_What to work on_
Count the lines in the records below that contain the word "placed", treating uppercase and lowercase as distinct. Give only the number.

[Opening Provided records section]

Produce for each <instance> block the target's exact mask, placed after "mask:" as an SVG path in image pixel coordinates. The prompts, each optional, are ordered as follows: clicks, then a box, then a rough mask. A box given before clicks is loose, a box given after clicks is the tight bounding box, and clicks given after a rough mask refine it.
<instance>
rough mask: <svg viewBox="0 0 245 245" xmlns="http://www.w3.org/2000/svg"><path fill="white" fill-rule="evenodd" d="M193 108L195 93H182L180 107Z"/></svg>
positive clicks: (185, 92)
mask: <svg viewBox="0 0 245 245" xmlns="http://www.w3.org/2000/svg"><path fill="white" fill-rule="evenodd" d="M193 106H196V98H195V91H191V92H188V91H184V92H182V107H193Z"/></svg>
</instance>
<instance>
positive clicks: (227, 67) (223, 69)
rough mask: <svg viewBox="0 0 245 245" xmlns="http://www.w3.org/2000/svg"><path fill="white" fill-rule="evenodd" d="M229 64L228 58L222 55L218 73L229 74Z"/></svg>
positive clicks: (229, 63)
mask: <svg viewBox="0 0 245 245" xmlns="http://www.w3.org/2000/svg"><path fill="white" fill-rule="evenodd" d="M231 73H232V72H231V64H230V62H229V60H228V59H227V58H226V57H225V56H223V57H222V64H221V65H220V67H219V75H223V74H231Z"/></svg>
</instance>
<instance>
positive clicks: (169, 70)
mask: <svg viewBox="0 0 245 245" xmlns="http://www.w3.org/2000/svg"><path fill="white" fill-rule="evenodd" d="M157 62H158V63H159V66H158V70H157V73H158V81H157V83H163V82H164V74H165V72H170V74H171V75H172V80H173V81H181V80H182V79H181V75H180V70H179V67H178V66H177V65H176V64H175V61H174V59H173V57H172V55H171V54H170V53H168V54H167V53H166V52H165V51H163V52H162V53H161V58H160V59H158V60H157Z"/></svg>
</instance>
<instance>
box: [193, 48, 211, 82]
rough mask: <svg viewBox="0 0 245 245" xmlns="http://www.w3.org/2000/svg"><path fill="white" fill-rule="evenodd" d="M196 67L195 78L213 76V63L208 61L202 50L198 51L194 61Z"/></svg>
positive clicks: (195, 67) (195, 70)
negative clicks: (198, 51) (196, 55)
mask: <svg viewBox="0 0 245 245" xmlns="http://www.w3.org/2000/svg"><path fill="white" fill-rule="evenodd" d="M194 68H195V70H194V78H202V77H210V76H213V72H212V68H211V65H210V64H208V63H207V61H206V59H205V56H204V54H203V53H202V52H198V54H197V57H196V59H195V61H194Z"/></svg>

[Closing Provided records section]
[Opening Provided records section]

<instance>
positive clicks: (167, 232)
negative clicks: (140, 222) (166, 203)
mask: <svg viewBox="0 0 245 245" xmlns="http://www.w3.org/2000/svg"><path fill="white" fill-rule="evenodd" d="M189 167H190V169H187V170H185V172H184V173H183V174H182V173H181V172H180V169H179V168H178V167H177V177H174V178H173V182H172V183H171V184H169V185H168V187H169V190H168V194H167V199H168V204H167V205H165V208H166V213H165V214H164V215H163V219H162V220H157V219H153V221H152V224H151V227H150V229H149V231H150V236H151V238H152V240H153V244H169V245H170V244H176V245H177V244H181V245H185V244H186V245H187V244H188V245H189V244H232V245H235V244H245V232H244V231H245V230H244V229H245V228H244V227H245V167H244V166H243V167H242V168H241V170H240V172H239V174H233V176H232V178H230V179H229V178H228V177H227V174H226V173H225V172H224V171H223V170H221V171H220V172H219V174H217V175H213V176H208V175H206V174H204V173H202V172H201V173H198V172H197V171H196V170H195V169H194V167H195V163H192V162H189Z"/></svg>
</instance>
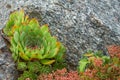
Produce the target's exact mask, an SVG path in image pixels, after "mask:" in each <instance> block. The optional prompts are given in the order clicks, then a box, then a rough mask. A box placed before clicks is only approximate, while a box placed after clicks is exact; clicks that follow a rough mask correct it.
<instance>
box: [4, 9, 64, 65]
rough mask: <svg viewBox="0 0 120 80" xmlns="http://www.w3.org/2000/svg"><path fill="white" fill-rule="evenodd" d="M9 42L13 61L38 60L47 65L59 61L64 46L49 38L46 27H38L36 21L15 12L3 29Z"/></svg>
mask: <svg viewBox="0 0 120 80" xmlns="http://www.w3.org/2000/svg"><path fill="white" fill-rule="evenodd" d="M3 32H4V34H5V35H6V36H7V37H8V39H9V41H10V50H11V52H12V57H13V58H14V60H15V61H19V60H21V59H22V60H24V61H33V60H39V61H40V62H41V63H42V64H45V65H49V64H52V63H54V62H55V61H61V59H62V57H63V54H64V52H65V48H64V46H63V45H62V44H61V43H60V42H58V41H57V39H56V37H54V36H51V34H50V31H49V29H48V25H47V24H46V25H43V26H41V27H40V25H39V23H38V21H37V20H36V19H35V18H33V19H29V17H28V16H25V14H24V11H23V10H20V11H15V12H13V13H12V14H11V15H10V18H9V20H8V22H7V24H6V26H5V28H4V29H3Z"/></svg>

[Closing Provided records section]
[Opening Provided records section]

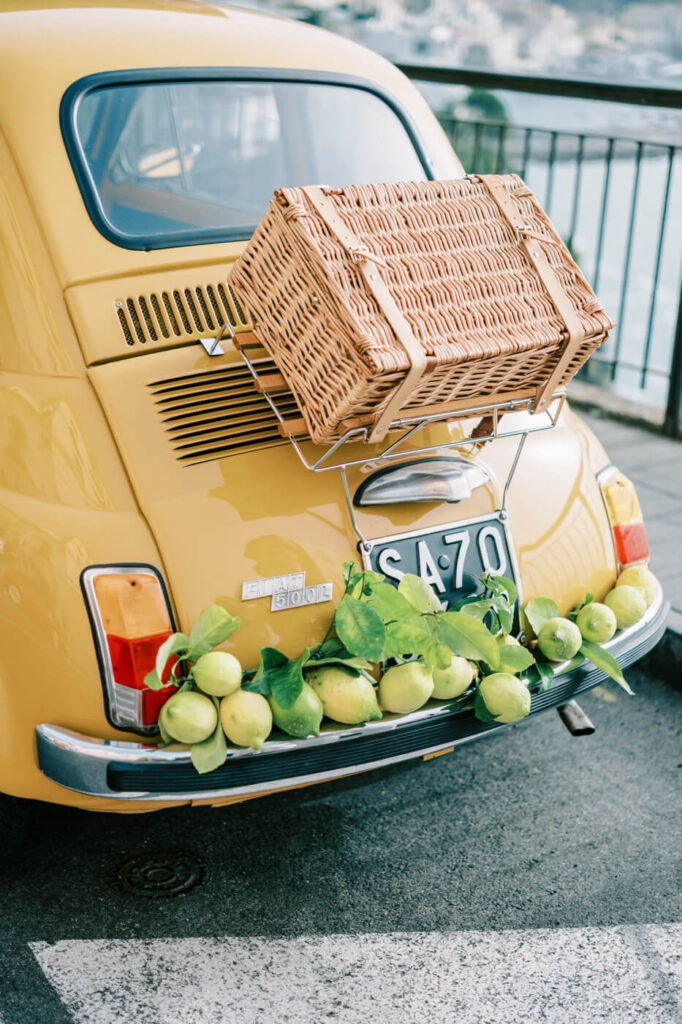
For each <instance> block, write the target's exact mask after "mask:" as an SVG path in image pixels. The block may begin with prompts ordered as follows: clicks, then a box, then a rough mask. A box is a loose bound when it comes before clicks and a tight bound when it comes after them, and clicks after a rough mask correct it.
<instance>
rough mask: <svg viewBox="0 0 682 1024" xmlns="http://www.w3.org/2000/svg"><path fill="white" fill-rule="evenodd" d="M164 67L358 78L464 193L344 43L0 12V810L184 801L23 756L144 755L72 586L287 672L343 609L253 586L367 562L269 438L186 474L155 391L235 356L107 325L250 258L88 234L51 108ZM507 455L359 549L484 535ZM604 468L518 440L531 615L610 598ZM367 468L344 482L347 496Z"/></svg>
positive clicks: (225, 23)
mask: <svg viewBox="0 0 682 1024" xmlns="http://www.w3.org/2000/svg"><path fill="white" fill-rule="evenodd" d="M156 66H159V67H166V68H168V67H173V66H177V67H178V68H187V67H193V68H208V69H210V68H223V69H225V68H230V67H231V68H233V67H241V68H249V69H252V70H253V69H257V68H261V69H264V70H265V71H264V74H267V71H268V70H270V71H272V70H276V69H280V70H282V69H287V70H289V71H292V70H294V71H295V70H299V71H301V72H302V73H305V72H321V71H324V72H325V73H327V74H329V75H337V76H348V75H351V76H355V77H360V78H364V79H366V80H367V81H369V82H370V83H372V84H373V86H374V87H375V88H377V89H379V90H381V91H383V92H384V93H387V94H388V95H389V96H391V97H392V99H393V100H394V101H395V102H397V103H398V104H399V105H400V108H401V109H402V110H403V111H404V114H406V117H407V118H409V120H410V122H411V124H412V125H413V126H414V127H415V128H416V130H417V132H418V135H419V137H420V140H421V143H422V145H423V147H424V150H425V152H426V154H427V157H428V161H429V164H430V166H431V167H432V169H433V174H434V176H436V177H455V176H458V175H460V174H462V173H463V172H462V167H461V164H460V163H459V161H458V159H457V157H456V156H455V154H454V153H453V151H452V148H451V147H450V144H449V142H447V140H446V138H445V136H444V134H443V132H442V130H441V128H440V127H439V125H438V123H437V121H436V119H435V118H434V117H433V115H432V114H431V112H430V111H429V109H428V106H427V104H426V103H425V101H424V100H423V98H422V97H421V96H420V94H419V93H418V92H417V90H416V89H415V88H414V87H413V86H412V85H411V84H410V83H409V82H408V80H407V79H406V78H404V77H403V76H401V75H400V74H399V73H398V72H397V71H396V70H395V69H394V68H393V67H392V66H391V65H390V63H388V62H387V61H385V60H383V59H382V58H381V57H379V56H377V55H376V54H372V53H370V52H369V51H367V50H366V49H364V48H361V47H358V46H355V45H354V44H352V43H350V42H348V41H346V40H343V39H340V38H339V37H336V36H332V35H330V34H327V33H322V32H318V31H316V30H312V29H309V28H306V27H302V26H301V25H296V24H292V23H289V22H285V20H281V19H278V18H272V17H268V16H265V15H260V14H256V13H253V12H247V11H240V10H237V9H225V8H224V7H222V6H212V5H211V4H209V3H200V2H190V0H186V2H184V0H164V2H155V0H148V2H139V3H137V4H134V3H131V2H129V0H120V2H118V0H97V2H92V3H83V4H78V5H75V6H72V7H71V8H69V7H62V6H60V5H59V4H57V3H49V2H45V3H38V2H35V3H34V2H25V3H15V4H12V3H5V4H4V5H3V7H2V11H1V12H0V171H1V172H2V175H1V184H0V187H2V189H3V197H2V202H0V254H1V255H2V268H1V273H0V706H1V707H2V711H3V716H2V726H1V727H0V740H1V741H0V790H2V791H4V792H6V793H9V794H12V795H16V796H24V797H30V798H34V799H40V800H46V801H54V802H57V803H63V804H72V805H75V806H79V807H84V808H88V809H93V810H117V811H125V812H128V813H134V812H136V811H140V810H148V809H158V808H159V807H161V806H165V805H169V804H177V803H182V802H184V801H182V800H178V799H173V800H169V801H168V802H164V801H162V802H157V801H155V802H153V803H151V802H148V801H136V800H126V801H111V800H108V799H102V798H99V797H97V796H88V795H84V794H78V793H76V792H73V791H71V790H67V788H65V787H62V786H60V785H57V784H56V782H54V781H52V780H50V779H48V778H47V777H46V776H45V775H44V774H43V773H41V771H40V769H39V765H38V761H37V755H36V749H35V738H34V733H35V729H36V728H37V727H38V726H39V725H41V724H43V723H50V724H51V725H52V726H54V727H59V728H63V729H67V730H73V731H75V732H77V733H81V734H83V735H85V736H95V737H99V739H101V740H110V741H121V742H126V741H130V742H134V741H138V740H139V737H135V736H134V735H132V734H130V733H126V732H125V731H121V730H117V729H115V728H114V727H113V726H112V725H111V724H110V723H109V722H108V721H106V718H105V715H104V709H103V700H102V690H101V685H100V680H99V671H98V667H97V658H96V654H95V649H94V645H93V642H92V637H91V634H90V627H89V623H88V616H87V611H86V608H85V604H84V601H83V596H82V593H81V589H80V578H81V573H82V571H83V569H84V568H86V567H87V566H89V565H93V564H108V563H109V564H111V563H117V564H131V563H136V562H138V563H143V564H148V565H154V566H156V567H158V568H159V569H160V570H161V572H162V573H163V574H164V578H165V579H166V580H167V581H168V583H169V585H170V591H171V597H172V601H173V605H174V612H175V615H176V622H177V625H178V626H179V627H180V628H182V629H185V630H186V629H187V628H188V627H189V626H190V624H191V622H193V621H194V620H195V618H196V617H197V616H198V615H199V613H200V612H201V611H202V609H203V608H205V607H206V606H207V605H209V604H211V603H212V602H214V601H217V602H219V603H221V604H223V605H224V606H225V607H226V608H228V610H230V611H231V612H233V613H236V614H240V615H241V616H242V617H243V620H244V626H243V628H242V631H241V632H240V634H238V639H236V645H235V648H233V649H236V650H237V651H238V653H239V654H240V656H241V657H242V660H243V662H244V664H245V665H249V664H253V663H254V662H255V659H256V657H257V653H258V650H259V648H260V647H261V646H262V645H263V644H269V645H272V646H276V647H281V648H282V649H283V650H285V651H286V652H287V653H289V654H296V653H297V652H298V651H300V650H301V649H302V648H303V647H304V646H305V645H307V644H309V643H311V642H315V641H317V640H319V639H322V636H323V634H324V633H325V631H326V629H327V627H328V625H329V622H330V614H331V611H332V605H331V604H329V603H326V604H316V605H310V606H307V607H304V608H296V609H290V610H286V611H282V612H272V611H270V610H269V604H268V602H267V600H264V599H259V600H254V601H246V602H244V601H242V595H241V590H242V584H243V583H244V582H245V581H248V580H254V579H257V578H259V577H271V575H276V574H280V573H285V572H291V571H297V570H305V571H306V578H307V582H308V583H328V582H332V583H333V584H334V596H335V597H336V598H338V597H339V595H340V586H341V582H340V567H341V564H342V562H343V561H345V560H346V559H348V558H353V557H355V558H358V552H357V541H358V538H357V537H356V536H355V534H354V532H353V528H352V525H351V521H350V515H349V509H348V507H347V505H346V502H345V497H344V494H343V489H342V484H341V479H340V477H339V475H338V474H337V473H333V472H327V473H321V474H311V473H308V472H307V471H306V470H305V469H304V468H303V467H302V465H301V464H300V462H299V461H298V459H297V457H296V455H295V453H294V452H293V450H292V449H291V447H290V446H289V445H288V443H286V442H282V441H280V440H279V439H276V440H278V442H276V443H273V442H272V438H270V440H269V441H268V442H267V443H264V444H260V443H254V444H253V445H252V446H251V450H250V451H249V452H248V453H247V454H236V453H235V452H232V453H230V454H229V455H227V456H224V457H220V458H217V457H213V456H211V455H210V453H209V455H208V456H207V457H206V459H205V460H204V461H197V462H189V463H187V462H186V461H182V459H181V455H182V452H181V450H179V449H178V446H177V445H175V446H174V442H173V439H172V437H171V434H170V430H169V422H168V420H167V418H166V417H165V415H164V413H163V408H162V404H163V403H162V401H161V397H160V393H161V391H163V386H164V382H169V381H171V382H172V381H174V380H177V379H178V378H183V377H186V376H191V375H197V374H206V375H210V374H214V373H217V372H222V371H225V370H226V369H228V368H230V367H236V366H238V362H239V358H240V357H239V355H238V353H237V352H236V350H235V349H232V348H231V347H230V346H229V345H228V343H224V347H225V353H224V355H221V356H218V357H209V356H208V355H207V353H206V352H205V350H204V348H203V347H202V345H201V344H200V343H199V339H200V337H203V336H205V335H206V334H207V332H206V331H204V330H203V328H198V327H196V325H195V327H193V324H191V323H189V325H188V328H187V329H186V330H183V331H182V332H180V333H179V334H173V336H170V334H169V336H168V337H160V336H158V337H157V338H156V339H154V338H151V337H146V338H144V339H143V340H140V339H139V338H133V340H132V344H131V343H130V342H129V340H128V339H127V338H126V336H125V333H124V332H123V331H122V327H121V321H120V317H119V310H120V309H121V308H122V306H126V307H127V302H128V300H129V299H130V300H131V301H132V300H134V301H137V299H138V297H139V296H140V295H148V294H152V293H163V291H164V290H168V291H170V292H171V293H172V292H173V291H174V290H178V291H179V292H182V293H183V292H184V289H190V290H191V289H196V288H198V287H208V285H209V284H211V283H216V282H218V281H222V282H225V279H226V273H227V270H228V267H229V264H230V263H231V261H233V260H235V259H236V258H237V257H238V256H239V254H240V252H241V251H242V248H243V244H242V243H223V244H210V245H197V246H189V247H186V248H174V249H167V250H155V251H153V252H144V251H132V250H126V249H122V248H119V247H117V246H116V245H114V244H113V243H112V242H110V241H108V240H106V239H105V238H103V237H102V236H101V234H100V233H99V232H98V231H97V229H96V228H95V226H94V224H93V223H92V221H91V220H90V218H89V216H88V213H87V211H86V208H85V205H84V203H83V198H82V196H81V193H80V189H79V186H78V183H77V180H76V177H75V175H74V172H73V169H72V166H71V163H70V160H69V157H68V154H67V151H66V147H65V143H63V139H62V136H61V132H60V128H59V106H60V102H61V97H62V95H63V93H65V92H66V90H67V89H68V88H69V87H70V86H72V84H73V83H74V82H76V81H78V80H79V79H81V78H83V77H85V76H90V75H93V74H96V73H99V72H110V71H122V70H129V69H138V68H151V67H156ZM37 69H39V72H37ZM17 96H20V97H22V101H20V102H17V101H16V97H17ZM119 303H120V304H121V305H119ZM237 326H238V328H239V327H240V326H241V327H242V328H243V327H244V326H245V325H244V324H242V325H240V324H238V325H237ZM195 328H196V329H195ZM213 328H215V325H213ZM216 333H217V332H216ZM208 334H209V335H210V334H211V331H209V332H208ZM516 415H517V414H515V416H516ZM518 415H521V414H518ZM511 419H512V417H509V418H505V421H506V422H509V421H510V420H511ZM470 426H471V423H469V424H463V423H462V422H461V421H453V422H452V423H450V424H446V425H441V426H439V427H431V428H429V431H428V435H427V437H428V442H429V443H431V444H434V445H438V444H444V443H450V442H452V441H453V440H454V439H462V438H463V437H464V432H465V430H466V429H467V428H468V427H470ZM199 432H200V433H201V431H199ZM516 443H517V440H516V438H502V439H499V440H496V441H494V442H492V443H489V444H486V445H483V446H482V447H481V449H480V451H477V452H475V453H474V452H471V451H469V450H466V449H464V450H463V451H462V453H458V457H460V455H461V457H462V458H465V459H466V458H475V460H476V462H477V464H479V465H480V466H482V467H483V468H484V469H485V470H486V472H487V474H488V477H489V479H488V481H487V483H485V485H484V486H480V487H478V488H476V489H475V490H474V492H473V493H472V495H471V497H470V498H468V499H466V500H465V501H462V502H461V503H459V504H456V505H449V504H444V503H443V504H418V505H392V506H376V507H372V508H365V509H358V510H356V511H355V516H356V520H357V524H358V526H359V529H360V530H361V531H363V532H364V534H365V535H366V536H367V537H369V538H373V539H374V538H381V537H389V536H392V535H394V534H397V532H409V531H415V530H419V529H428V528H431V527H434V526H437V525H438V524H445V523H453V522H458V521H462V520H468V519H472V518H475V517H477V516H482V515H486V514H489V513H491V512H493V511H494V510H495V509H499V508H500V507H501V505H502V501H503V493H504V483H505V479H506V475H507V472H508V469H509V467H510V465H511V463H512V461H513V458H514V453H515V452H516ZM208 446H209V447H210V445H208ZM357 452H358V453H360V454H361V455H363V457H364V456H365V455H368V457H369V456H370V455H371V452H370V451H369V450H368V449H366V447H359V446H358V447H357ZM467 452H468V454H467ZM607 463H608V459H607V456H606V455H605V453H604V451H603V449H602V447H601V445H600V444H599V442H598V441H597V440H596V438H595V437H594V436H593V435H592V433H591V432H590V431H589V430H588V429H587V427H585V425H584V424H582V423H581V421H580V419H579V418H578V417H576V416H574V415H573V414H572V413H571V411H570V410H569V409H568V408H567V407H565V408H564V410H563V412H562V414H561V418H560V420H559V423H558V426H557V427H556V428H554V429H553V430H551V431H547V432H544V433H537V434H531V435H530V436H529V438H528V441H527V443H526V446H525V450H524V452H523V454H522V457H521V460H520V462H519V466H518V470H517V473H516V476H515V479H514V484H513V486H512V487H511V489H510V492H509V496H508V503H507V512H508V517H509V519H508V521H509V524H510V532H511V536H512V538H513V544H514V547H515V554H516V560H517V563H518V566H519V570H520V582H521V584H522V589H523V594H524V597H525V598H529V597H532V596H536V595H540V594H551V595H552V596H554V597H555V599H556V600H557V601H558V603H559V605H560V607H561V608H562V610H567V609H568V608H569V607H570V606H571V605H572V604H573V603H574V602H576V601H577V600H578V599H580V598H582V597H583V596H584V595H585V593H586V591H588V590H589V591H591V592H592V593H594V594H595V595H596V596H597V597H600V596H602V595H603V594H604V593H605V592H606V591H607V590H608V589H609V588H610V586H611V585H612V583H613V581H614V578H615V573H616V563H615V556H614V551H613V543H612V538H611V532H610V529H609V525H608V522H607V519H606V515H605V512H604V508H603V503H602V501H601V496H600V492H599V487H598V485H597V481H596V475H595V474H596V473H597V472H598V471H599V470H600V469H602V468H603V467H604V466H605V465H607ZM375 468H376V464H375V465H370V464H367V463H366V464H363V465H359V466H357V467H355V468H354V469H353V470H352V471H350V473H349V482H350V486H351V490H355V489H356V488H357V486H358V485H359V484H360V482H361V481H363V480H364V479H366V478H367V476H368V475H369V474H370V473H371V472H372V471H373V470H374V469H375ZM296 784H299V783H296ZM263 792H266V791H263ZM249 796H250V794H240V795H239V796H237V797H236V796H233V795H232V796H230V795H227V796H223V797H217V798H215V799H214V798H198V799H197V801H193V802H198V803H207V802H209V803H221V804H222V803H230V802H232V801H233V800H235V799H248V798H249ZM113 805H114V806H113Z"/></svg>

[Closing Provided records section]

_Written solution_
2